━━ Available records ━━

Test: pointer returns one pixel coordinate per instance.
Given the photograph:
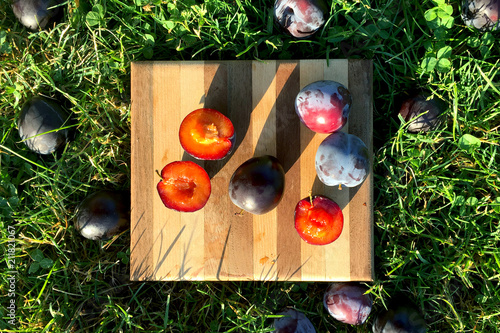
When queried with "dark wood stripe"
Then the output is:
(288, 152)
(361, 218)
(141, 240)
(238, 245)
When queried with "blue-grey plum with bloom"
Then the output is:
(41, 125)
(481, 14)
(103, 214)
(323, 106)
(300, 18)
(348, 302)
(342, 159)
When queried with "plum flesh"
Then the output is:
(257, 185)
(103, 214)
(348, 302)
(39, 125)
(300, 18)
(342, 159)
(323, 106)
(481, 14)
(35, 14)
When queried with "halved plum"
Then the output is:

━━━
━━ Available records ━━

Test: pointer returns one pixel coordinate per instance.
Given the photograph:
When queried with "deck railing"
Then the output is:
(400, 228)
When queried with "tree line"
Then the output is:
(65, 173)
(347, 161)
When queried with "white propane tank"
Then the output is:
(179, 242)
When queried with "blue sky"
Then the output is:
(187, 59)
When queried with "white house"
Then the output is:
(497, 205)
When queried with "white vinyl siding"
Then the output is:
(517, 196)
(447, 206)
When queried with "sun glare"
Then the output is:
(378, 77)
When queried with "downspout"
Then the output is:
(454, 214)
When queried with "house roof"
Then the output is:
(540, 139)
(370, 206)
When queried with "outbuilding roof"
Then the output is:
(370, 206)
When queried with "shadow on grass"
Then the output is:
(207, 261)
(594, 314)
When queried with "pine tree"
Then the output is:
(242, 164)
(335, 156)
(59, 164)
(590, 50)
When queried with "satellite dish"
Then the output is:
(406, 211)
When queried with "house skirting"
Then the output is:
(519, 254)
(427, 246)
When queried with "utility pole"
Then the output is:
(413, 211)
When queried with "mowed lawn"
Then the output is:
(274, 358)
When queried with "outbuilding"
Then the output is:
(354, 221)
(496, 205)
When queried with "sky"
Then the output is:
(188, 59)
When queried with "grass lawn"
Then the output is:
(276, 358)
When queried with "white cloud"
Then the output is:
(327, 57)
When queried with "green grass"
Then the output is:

━━━

> Problem description: Scan the data for the string "tree" and copy each line in which it occurs.

> Response box:
When queried with "tree line"
When queried with "pine tree"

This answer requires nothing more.